A Tale of Two Charlies: What Charlie Hebdo Owes to Peanuts

A week after the massacre at the Paris offices of the magazine Charlie Hebdo, a story ran on the satirical website The Daily Currant:

A confused Sarah Palin appeared on Fox News this morning and blasted Islamic extremists for killing the cartoonists who draw the Charlie Brown comic strip: “I just don’t get why Muslims hate Charlie Brown so much,” she proclaimed. “It’s good wholesome, family entertainment. I would think religious conservatives would enjoy that kind of thing. But I mean you just can’t win with these people. Every little thing you do offends them. First it was burning the Quran … Now it’s Snoopy, Lucy, Pigpen and the whole gang. Well guess what? I don’t care if you don’t like Snoopy ... I can't stand Dilbert. And don't even get me started on The Boondocks. But that doesn't mean I go round shootin' up the place.”

The funny thing is that there's a kernel of truth within that bold mockery: Charlie Hebdo, the French satirical magazine that two months ago lost nine of its employees in a terrorist attack, and Peanuts, the beloved American comic strip, have a deeper bond than might seem plausible. Indeed, Charlie Hebdo owes not only its very name, but an important piece of its heritage, to Charlie Brown. Yes, that Charlie Brown, the round-headed kid with the zig-zag shirt in Peanuts who says “Rats!” when things go wrong. In 1970, Peanuts was viewed as a daring enterprise, even to the bad boys who founded Charlie Hebdo, which may be why they featured the strip in the weekly’s founding issue that same year.

####

## WHAT THIS EXERCISE ASKS
[A] Answer these questions from the text on Charlie Hebdo and Peanuts.
(i) How long after the massacre did the story on The Daily Currant run?
(ii) How many employees did Charlie Hebdo lose in the terrorist attack?
(iii) In what year was the Peanuts strip featured in Charlie Hebdo's founding issue?
[B] Extend the text on Charlie Hebdo and Peanuts with one or two paragraphs, beginning after its final sentence.
The material that comes next is separate from the text on Charlie Hebdo and Peanuts.

####

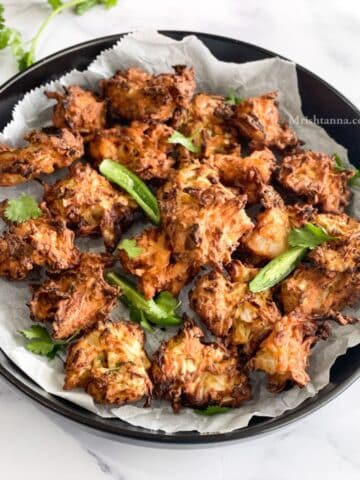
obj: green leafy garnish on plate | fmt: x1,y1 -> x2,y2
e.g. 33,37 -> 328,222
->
167,130 -> 200,153
117,238 -> 144,259
5,193 -> 42,223
194,405 -> 232,417
249,223 -> 336,293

####

## THE REPLIES
[A]
(i) A week.
(ii) Nine.
(iii) 1970.

[B]
Whatever could Charlie Brown and Charlie Hebdo have to do with each other? What could link Charles Schulz, the very definition of a cartoonist who hated provocation, with a publication whose very mission was to offend? And what could the editors of Charlie Hebdo, known for being bête et méchant (stupid and mean), ever have seen in Peanuts? I asked Caroline Fourest, a French activist and columnist who has written for Charlie Hebdo, who responded: “I am sorry but I don't understand. There is no link between Charlie Hebdo and Charlie Brown or Snoopy. Charlie Hebdo is a leftist satirical newspaper, antiracist and secularist. With texts and cartoons.”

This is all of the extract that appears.